Records provided START

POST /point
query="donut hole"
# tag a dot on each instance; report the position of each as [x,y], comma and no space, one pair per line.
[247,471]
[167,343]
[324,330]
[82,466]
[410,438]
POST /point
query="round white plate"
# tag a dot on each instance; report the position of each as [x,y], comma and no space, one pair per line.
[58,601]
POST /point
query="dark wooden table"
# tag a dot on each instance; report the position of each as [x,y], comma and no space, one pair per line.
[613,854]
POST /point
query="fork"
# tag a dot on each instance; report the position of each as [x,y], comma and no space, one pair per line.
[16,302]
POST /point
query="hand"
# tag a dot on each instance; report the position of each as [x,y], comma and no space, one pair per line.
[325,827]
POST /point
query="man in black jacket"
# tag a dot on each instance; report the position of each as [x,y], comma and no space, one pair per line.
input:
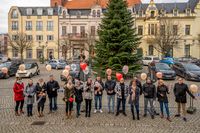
[180,90]
[52,87]
[149,91]
[110,89]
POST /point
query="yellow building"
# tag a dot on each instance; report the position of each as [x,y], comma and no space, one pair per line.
[184,18]
[39,24]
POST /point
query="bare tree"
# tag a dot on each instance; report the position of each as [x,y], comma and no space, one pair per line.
[20,42]
[167,36]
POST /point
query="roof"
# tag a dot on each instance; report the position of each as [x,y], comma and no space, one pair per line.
[169,7]
[87,4]
[23,11]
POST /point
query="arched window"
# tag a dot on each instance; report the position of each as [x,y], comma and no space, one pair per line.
[94,13]
[98,13]
[14,14]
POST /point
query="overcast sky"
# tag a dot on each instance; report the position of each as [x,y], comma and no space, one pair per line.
[6,4]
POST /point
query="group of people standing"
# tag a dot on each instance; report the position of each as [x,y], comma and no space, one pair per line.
[78,91]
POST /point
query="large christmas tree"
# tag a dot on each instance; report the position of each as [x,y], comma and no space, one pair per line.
[118,41]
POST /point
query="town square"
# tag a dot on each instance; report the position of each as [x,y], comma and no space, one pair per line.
[94,66]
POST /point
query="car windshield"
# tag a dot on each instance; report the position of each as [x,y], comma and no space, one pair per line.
[162,66]
[28,66]
[192,67]
[6,64]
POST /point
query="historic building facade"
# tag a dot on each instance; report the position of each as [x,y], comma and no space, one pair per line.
[184,19]
[39,24]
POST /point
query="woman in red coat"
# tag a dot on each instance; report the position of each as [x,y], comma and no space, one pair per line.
[18,89]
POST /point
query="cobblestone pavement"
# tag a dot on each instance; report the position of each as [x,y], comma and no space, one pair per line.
[98,123]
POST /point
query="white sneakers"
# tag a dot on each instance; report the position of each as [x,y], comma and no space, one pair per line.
[95,111]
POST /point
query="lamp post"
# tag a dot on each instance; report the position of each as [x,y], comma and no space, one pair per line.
[43,47]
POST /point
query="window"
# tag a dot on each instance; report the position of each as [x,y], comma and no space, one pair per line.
[162,30]
[82,30]
[188,12]
[39,25]
[98,13]
[175,30]
[29,11]
[187,50]
[49,37]
[64,30]
[152,14]
[187,30]
[39,11]
[93,30]
[140,13]
[14,14]
[39,37]
[150,50]
[29,54]
[15,52]
[29,37]
[50,25]
[94,13]
[74,29]
[175,12]
[140,30]
[50,11]
[28,25]
[14,25]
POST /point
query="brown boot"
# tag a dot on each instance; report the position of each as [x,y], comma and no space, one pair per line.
[16,113]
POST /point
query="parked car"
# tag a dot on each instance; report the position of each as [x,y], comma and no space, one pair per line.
[167,60]
[12,69]
[31,69]
[167,71]
[57,64]
[74,72]
[148,59]
[189,71]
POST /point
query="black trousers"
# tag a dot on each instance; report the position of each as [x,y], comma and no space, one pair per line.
[88,105]
[19,104]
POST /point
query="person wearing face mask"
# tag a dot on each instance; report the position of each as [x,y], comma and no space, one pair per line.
[88,96]
[18,89]
[149,91]
[110,89]
[78,92]
[41,96]
[52,88]
[180,92]
[29,93]
[122,92]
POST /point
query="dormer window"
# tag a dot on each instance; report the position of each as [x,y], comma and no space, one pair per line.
[175,12]
[39,11]
[94,13]
[50,11]
[29,11]
[14,14]
[188,11]
[98,13]
[140,13]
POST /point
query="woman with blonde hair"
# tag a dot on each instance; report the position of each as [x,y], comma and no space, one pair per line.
[162,91]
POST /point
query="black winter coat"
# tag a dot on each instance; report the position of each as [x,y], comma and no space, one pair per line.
[52,87]
[180,93]
[110,87]
[149,90]
[162,90]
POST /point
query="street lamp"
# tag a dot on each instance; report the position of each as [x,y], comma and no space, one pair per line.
[43,47]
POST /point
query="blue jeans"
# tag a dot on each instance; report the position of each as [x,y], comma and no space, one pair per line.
[166,108]
[151,110]
[111,98]
[98,99]
[53,103]
[123,101]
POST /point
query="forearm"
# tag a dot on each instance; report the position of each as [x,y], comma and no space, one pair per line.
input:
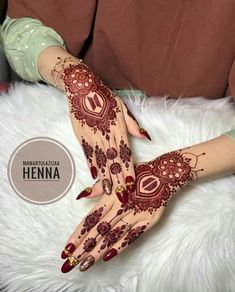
[213,158]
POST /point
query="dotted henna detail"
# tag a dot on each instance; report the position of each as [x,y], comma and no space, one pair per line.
[91,220]
[88,150]
[101,158]
[89,244]
[92,103]
[159,179]
[125,153]
[103,228]
[113,236]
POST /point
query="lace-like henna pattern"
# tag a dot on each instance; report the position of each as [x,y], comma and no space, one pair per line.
[101,158]
[159,179]
[103,228]
[89,244]
[125,153]
[92,103]
[91,220]
[132,235]
[113,236]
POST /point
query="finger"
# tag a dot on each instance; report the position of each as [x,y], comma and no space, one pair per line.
[107,241]
[131,235]
[132,124]
[103,227]
[126,158]
[88,150]
[93,217]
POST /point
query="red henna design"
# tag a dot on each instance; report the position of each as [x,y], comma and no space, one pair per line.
[88,150]
[89,244]
[115,168]
[101,159]
[132,235]
[125,153]
[103,228]
[91,220]
[92,103]
[113,236]
[111,153]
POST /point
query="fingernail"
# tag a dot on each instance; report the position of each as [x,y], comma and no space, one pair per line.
[107,186]
[69,264]
[122,194]
[130,184]
[84,193]
[145,133]
[93,172]
[87,263]
[110,254]
[70,248]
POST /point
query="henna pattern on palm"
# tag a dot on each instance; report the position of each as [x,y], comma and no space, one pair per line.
[156,182]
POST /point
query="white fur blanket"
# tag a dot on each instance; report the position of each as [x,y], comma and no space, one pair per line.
[192,249]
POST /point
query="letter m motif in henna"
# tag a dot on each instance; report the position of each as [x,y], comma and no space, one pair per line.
[92,103]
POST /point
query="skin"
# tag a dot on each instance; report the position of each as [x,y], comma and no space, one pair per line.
[111,226]
[101,121]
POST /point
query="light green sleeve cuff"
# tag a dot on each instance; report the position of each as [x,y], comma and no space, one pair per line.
[23,40]
[231,134]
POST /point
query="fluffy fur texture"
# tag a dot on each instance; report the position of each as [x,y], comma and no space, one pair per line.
[191,249]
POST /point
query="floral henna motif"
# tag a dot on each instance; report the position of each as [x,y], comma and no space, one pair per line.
[91,220]
[113,236]
[101,158]
[92,103]
[103,228]
[159,179]
[125,153]
[89,244]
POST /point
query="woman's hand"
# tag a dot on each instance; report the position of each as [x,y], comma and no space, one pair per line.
[101,122]
[112,226]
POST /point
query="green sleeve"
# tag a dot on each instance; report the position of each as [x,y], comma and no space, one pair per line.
[23,40]
[231,134]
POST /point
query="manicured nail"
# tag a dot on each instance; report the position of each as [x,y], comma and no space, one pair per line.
[145,133]
[107,186]
[84,193]
[122,194]
[70,248]
[93,172]
[110,254]
[69,264]
[87,263]
[130,184]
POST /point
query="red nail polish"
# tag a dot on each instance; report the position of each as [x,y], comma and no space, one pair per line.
[130,184]
[145,133]
[122,196]
[70,248]
[93,172]
[109,254]
[68,266]
[84,193]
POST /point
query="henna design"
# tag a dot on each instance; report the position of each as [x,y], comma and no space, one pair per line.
[88,150]
[115,168]
[132,235]
[113,236]
[91,220]
[111,153]
[125,153]
[101,159]
[159,179]
[103,228]
[92,103]
[89,244]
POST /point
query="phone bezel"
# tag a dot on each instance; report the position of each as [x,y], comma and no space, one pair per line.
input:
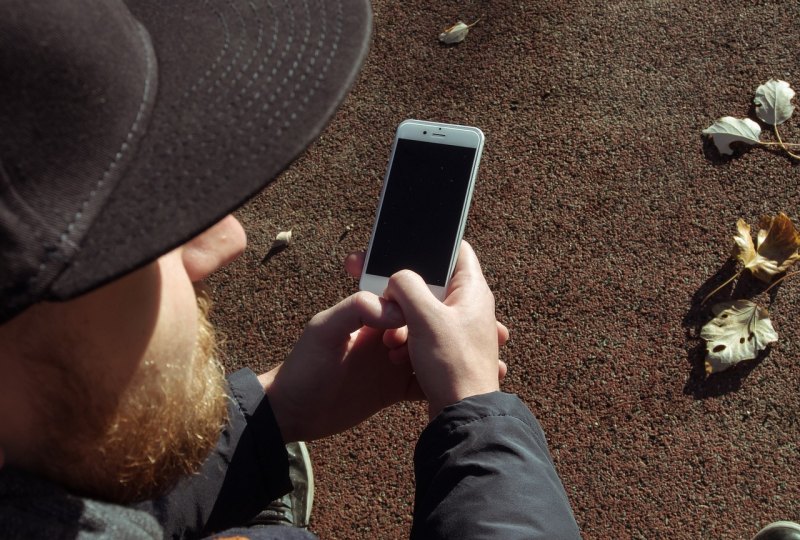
[433,133]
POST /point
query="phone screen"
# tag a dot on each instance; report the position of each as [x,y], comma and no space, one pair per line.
[420,216]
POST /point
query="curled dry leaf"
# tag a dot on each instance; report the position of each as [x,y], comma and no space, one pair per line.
[728,130]
[284,238]
[776,246]
[738,331]
[456,33]
[773,102]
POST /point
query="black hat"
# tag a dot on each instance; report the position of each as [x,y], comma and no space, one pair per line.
[128,128]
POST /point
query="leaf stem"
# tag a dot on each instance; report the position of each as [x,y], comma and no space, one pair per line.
[712,293]
[783,145]
[781,279]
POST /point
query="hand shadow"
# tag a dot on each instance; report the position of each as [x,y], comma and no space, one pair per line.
[745,286]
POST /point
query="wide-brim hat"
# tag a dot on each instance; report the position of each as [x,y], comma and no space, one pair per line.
[127,128]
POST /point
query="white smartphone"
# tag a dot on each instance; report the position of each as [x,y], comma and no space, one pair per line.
[423,206]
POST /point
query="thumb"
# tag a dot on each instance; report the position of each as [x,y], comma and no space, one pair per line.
[410,291]
[357,310]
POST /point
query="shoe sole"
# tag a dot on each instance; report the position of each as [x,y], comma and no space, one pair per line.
[310,471]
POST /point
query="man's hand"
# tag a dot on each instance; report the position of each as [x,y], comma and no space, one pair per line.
[453,346]
[339,372]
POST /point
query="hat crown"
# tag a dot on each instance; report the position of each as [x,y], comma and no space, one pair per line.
[77,80]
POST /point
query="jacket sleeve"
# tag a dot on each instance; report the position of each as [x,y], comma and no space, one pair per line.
[483,471]
[248,468]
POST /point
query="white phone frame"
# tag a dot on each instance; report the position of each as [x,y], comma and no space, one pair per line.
[434,133]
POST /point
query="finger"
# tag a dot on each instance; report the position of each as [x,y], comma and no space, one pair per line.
[467,274]
[503,334]
[417,302]
[354,264]
[399,355]
[394,338]
[357,310]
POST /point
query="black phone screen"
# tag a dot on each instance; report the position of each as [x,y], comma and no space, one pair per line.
[419,219]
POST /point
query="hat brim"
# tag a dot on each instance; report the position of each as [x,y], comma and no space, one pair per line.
[244,86]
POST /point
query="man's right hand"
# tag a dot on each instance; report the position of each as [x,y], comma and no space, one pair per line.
[453,346]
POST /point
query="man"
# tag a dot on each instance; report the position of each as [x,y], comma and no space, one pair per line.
[128,132]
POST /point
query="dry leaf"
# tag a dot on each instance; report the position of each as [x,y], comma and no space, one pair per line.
[728,130]
[739,330]
[773,102]
[456,33]
[284,238]
[776,246]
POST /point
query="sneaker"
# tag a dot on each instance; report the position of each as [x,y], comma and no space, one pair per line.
[294,508]
[780,530]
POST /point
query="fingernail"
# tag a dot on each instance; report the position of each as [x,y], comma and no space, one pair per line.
[392,311]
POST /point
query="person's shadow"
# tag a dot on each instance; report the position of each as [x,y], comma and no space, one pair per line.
[700,385]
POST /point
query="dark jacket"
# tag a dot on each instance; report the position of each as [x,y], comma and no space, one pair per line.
[482,470]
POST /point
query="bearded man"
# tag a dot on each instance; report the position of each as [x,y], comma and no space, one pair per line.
[128,133]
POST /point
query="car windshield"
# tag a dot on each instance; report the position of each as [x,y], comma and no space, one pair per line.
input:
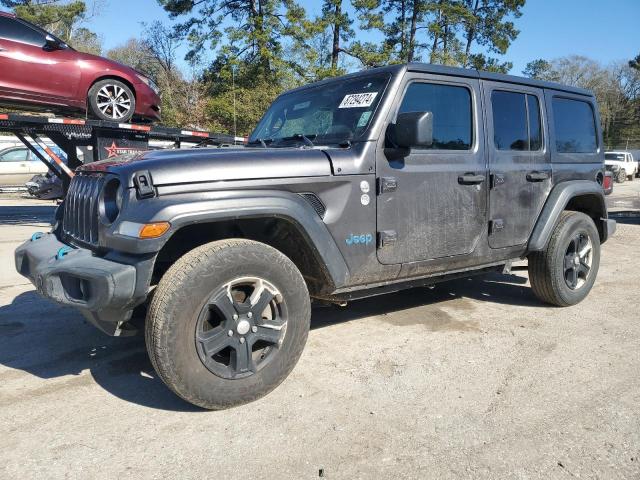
[333,113]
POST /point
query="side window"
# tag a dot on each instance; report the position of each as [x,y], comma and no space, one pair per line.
[535,125]
[12,29]
[516,121]
[575,126]
[17,155]
[451,109]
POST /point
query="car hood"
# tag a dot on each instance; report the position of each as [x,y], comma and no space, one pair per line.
[117,65]
[168,167]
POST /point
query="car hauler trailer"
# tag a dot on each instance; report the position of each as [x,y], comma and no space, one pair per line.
[97,139]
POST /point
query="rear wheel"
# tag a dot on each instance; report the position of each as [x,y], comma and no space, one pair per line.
[228,322]
[111,100]
[565,271]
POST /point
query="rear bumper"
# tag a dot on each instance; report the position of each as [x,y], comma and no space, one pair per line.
[103,290]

Records provided END

### Activity
When "screen" shows up in a line of the material, report that line.

### Response below
query="phone screen"
query="black phone screen"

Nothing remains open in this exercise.